## TEXT EXTRACT
-- Start --

Re: [ceph-users] Minimize data lost with PG incomplete

José M . Martín Wed, 01 Feb 2017 09:33:49 -0800

It doesn't matter anymore. MDS has crushed and it is stuck in rejoin
state in rejoin state.
Now, thinking in delete the pool and start again. Is it safe or
advisable use an erasured code pool for CephFS?


Thank you very much for your time. I like very much this software.

Cheers,
José

El 01/02/17 a las 14:29, José M. Martín escribió:
> Hi Maxime
>
> I have 3 of the original disks but I don't know which OSD correspond
> each one. Besides, I don't think I have enough technical skills to do
> that and I don't want to go worse...
> I'm trying to write a script that copy files from the damaged CephFS to
> a new location.
> Any help will be very gratefull
>
> José
>
>
> El 01/02/17 a las 07:56, Maxime Guyot escribió:
>> Hi José
>>
>> If you have some of the original OSDs (not zapped or erased) then you might 
>> be able to just re-add them to your cluster and have a happy cluster.
>> If you attempt the ceph_objectstore_tool –op export & import make sure to do 
>> it on a temporary OSD of weight 0 as recommended in the link provided.
>>
>> Either way and from what I can see inthe pg dump you provided, if you 
>> restore osd.0, osd.3, osd.20, osd.21 and osd.22 it should be enough to bring 
>> back the pg that are down.
>>
>> Cheers,
>>  
>> On 31/01/17 11:48, "ceph-users on behalf of José M. Martín" 
>> <ceph-users-boun...@lists.ceph.com on behalf of jmar...@onsager.ugr.es> 
>> wrote:
>>
>>     Any idea of how could I recover files from the filesystem mount?
>>     Doing a cp, it hungs when find a damaged file/folder. I would be happy
>>     getting no damaged files
>>     
>>     Thanks
>>     
>>     El 31/01/17 a las 11:19, José M. Martín escribió:
>>     > Thanks.

-- End --

## ROWS
-- Start --

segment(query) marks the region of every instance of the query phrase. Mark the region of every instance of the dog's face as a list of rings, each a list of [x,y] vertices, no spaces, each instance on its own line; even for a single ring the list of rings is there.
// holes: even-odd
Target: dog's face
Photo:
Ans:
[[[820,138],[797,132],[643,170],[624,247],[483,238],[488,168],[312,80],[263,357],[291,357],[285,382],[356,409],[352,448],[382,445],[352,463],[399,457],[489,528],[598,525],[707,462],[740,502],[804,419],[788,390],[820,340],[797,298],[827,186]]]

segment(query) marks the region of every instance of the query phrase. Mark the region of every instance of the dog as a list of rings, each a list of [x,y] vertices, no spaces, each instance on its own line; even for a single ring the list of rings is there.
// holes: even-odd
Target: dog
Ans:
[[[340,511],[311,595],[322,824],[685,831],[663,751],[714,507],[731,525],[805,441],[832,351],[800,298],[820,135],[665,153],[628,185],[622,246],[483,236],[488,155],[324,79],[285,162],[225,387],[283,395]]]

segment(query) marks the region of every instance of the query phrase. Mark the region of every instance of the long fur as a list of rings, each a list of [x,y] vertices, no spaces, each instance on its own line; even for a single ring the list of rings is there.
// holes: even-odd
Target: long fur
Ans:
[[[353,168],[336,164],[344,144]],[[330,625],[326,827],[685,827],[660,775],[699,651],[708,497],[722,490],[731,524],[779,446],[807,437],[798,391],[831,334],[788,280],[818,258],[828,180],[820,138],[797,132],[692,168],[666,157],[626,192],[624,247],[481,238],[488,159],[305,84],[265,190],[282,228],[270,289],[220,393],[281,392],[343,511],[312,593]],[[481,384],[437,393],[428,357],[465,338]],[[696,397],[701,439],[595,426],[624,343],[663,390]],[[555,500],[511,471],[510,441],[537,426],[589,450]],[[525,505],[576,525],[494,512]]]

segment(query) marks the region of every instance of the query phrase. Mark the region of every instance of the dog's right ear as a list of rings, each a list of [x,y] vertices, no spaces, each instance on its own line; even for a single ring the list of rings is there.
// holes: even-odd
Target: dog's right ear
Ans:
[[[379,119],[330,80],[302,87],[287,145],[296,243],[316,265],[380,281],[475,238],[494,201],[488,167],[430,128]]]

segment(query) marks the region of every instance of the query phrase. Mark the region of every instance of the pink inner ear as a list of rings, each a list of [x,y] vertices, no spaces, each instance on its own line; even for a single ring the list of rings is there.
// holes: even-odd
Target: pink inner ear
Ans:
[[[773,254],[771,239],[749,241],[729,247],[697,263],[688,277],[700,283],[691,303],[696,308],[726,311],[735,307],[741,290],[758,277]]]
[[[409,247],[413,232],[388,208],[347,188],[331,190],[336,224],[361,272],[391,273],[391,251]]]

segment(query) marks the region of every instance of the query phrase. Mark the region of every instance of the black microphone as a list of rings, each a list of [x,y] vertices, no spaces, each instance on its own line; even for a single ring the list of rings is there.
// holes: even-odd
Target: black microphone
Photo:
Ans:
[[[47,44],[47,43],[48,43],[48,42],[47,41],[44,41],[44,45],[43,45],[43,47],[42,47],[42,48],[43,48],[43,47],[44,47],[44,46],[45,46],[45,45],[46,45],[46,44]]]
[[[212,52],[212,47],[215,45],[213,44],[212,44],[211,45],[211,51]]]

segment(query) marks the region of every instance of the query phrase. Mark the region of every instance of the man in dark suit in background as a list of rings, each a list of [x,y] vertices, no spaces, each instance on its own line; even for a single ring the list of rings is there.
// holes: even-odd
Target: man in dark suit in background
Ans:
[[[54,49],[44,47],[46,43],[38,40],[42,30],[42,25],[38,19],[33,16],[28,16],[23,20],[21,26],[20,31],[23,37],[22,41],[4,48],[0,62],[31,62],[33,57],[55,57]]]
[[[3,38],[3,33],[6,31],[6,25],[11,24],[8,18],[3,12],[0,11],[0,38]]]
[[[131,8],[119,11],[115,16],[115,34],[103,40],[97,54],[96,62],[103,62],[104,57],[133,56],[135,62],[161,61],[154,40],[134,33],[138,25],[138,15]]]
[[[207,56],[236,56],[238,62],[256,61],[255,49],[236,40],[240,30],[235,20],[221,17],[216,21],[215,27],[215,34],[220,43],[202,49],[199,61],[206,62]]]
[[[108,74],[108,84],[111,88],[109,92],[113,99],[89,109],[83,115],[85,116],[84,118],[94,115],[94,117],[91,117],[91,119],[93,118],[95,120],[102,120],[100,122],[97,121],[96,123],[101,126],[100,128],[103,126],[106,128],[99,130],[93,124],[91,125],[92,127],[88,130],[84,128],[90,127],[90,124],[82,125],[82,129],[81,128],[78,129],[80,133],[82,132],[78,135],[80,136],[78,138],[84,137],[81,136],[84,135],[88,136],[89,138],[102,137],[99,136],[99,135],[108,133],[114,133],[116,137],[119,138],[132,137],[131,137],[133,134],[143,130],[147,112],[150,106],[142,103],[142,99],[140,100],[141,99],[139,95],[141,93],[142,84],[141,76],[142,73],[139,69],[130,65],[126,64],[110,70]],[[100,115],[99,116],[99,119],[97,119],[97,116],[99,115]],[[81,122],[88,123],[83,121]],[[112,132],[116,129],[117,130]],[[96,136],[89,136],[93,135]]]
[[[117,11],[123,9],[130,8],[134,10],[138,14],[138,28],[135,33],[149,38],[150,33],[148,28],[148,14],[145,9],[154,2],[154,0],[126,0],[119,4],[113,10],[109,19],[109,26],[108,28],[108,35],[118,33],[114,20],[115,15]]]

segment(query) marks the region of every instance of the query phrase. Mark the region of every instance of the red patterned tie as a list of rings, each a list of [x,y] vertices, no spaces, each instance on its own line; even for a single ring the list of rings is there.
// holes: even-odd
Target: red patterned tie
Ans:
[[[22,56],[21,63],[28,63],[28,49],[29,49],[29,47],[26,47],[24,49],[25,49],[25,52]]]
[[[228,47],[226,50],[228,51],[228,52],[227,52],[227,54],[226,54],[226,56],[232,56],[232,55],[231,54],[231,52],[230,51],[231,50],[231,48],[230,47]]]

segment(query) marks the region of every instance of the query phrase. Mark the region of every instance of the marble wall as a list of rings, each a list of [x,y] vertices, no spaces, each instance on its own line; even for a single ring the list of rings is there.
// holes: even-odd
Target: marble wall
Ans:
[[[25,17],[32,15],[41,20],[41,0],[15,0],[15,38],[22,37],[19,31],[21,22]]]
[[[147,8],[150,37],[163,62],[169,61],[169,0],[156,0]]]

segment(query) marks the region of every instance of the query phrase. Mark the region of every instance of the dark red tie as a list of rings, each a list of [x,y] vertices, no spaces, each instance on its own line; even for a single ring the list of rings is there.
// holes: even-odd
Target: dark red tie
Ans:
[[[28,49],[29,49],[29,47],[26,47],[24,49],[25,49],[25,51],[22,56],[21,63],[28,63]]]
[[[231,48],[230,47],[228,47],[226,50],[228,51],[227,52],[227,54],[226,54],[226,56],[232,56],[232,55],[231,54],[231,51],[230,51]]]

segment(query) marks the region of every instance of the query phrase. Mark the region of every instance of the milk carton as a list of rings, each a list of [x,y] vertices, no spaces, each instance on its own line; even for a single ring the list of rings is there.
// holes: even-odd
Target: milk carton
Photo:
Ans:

-- End --

Continue the Ceph mailing list thread from its last line. The entries play no part in this.

## RESPONSE FOR THIS EXERCISE
>>     > I just realized I keep some of the original OSD. If it contains some of
>>     > the incomplete PGs , would be possible to add then into the new disks?
>>     > Maybe following this steps? 
>> http://ceph.com/community/incomplete-pgs-oh-my/
>>     >
>>     > El 31/01/17 a las 10:44, Maxime Guyot escribió:
>>     >> Hi José,
>>     >>
>>     >> Too late, but you could have updated the CRUSHmap *before* moving the 
>> disks. Something like: “ceph osd crush set osd.0 0.90329 root=default 
>> rack=sala2.2  host=loki05” would move the osd.0 to loki05 and would trigger 
>> the appropriate PG movements before any physical move. Then the physical 
>> move is done as usual: set noout, stop osd, physically move, active osd, 
>> unnset noout.
>>     >>
>>     >> It’s a way to trigger the data movement overnight (maybe with a cron) 
>> and do the physical move at your own convenience in the morning.
>>     >>
>>     >> Cheers, 
>>     >> Maxime 
>>     >>
>>     >> On 31/01/17 10:35, "ceph-users on behalf of José M. Martín" 
>> <ceph-users-boun...@lists.ceph.com on behalf of jmar...@onsager.ugr.es> 
>> wrote:
>>     >>
>>     >>     Already min_size = 1
>>     >>     
>>     >>     Thanks,
>>     >>     Jose M. Martín
>>     >>     
>>     >>     El 31/01/17 a las 09:44, Henrik Korkuc escribió:
>>     >>     > I am not sure about "incomplete" part out of my head, but you 
>> can try
>>     >>     > setting min_size to 1 for pools toreactivate some PG, if they 
>> are
>>     >>     > down/inactive due to missing replicas.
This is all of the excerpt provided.